═════ The records
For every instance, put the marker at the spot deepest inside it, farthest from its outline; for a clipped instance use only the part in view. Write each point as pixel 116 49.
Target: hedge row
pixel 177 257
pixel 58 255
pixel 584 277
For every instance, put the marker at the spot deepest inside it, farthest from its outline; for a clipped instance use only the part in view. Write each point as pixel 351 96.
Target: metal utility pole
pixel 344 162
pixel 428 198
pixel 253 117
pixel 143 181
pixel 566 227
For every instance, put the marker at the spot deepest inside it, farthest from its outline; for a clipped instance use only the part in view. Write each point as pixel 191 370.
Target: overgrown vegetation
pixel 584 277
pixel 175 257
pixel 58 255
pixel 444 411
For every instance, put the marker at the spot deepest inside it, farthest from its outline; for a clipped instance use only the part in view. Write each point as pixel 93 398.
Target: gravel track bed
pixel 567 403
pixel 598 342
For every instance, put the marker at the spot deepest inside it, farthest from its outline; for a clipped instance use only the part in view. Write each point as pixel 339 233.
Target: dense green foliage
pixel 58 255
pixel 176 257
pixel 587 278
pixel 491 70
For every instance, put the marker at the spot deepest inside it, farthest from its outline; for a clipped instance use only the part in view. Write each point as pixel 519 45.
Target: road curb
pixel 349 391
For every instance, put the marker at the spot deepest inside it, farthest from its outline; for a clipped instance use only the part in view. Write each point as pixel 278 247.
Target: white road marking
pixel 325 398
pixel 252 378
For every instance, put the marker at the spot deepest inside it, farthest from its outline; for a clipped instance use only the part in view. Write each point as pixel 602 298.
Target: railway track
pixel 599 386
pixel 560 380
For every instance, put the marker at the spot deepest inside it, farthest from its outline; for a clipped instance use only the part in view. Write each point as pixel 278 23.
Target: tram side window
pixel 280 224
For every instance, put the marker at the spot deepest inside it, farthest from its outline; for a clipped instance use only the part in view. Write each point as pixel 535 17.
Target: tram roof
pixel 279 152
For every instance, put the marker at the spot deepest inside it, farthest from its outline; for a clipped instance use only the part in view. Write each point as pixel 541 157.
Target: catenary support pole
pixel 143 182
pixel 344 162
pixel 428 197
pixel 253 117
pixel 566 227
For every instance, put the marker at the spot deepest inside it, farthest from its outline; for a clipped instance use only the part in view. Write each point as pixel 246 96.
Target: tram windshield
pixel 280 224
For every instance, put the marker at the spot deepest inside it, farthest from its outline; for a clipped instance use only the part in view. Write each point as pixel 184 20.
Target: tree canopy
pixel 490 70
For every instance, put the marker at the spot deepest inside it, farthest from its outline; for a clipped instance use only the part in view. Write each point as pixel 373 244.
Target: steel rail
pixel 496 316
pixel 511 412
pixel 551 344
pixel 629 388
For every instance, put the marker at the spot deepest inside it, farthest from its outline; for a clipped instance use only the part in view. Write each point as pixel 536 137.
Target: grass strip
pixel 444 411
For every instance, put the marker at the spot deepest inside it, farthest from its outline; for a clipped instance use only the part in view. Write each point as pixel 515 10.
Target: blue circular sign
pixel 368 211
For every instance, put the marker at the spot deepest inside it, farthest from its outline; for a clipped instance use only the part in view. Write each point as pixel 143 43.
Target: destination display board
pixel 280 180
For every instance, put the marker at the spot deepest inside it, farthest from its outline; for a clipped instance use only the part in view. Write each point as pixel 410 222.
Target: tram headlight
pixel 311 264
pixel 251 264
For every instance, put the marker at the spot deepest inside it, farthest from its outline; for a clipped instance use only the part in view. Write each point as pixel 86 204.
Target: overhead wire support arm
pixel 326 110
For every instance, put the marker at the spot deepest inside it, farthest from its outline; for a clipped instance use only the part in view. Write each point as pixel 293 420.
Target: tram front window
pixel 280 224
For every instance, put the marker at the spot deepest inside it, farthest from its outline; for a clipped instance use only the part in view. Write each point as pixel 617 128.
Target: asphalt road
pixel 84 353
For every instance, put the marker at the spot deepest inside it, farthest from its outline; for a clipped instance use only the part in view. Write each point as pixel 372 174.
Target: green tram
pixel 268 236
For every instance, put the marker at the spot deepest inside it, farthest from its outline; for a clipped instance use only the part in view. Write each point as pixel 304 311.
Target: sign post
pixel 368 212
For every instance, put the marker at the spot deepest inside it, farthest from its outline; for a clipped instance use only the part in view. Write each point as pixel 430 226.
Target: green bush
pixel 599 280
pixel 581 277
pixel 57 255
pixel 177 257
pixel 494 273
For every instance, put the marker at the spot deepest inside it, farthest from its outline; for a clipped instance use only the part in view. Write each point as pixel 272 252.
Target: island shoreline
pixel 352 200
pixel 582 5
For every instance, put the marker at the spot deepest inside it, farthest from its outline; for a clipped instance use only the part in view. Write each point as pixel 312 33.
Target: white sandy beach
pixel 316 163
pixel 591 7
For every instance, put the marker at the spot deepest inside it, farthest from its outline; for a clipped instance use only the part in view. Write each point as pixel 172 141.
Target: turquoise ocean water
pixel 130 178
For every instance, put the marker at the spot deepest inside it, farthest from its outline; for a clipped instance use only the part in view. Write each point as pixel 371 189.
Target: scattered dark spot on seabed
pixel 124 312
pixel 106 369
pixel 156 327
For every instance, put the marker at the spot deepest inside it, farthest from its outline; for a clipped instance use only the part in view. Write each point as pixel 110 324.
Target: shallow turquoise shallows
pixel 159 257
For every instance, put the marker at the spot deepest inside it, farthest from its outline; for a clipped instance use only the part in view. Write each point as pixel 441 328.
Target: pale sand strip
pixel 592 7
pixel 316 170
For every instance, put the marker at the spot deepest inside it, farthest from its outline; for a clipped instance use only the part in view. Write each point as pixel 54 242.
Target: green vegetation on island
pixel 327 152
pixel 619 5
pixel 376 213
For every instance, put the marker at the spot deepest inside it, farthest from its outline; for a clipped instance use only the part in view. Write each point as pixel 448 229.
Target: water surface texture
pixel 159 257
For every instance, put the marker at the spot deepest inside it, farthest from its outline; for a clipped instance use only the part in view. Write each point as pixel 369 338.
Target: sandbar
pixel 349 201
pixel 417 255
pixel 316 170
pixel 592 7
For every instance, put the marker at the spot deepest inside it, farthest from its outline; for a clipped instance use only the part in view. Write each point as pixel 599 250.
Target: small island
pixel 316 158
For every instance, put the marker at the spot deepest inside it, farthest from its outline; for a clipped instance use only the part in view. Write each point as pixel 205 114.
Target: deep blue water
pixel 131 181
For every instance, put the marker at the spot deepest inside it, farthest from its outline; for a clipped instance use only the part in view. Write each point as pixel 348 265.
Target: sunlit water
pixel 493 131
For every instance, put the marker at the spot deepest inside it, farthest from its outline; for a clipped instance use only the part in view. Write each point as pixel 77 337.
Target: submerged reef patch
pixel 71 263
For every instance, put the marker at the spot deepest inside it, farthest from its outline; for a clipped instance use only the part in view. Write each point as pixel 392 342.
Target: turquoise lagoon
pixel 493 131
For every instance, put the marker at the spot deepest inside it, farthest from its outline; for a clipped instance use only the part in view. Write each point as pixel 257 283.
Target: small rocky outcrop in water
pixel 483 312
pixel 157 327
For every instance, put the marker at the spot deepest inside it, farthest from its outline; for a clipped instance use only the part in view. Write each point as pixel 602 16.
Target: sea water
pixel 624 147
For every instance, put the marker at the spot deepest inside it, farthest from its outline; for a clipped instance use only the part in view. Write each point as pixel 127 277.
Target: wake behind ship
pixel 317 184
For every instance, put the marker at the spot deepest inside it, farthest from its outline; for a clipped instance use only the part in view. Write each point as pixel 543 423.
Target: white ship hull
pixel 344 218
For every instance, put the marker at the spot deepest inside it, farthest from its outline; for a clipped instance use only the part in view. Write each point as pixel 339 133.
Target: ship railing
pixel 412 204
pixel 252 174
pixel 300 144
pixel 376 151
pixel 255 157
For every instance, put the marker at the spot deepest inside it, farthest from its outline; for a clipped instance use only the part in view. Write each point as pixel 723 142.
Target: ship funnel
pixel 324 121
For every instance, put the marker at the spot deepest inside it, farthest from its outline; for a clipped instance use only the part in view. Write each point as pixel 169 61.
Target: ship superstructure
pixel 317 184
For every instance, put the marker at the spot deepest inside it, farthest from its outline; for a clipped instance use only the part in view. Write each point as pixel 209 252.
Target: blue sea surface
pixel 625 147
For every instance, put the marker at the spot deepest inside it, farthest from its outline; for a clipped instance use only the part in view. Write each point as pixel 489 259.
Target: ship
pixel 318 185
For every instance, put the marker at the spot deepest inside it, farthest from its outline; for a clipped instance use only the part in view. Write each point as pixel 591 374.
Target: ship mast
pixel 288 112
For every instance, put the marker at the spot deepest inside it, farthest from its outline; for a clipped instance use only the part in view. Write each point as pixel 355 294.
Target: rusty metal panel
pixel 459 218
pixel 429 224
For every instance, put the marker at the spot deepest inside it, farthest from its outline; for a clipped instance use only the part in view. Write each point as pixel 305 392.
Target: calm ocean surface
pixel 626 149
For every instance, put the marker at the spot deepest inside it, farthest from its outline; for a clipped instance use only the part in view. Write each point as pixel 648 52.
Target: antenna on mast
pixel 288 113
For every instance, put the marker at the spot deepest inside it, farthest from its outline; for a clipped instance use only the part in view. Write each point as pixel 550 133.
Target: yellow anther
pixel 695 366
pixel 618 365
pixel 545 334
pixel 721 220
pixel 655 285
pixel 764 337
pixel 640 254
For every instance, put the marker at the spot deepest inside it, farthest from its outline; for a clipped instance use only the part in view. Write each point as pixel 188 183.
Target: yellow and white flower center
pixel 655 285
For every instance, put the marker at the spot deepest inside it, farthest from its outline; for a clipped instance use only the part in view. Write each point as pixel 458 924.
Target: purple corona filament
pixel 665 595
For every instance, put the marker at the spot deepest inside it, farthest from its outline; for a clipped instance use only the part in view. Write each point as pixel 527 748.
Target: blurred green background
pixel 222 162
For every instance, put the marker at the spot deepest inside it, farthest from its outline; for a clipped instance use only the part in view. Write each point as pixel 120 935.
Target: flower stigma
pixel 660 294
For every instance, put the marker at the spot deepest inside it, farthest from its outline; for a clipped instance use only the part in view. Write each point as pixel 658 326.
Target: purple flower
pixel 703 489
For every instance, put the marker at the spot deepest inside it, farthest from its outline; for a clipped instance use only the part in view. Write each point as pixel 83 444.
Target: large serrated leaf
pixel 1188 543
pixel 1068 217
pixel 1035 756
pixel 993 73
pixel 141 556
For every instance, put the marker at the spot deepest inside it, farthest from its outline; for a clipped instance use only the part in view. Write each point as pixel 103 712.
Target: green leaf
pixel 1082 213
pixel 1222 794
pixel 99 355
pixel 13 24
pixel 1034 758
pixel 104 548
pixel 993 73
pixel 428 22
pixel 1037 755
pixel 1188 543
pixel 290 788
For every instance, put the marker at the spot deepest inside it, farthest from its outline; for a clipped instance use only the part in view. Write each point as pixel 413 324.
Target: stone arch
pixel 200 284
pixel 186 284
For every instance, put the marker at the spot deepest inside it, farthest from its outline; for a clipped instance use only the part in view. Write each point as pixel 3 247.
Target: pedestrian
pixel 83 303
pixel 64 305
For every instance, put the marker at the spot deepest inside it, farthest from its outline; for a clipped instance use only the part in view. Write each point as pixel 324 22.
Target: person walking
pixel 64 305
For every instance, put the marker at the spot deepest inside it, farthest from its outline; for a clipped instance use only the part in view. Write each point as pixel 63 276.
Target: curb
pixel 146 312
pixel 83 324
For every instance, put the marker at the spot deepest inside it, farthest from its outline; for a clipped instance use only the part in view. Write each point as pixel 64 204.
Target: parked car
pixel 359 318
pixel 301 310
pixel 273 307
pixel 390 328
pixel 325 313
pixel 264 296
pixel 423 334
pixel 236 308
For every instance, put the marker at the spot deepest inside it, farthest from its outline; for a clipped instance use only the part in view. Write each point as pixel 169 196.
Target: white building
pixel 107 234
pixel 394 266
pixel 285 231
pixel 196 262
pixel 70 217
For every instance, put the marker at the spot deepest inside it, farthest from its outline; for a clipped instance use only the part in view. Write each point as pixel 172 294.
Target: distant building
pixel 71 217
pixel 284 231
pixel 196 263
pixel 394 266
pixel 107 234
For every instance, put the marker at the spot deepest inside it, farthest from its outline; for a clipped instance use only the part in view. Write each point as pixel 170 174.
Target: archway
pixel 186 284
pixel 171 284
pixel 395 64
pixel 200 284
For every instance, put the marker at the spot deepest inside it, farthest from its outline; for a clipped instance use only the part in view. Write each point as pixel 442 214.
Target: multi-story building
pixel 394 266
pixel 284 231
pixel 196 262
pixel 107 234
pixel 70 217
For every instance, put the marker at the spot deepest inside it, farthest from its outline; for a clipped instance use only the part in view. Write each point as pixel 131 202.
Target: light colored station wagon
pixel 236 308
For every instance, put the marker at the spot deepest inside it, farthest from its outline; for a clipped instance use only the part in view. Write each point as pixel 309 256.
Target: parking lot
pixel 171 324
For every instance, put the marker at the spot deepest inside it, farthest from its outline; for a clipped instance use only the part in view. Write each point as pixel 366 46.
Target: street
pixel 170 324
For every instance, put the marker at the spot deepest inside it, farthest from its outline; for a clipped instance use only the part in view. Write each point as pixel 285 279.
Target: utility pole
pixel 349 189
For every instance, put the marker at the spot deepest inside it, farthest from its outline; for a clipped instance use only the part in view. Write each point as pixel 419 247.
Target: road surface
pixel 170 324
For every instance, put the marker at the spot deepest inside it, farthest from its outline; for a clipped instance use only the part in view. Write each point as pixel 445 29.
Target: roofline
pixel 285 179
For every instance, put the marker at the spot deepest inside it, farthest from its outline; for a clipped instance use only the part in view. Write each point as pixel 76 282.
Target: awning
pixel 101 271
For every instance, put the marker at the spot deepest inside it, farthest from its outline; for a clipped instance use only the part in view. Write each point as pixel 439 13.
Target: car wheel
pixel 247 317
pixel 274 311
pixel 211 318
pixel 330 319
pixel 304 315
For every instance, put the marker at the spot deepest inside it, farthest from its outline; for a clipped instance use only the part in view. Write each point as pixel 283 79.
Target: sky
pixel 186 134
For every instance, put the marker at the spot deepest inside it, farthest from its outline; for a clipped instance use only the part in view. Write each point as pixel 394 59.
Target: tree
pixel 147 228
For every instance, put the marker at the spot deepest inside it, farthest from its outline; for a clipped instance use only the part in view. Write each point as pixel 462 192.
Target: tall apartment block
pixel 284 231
══════════
• **What you will do**: Copy the records above verbatim, starting at the line that contains "pixel 543 423." and ending after the line that contains "pixel 288 113".

• **Finished task**:
For every instance, put the marker at the spot deepest inside it, farthest from its outline; for a clipped instance use only the part in view. Write each point as pixel 543 423.
Target: white ship hull
pixel 344 218
For every instance, put the marker at the spot deepest inside it, farthest from its outline; for a clipped instance use only the part in view. Write each point as pixel 339 133.
Target: ship railing
pixel 412 204
pixel 252 174
pixel 300 144
pixel 376 151
pixel 255 157
For every instance, put the marker at the spot deepest inside it, farthest from its outline; for a clipped instance use only the part in view. Write each point as pixel 723 142.
Target: ship funnel
pixel 324 121
For every instance, put the marker at the spot deepest inside it, farthest from its outline; for a clipped instance use only the part in view. Write each point as pixel 169 61.
Target: ship superstructure
pixel 317 184
For every instance, put the marker at the spot deepest inside it, farthest from its outline; for a clipped instance use only the part in view. Write each point as pixel 209 252.
Target: blue sea surface
pixel 625 147
For every instance, put the marker at the spot deepest inside it, farthest from its outline; for a clipped instance use only the part in view. Write each point as pixel 489 259.
Target: ship
pixel 318 185
For every instance, put the marker at the spot deepest inside it, farthest from its outline; for a clipped instance use only the part in view. Write each point as pixel 591 374.
Target: ship mast
pixel 288 112
For every instance, put the marker at the spot deepest inside it, farthest from its outline; for a clipped instance use only the part in view. Write each point as pixel 355 294.
Target: rusty metal panel
pixel 459 218
pixel 429 224
For every instance, put the marker at the spot deepest inside it, farthest from its outline; for a clipped instance use only the part in view. Write each point as pixel 305 392.
Target: calm ocean surface
pixel 626 149
For every instance, put the marker at the spot deepest inside it, farthest from its outline; for a clipped instance use only the part in view. Write each point as pixel 648 52.
Target: antenna on mast
pixel 288 113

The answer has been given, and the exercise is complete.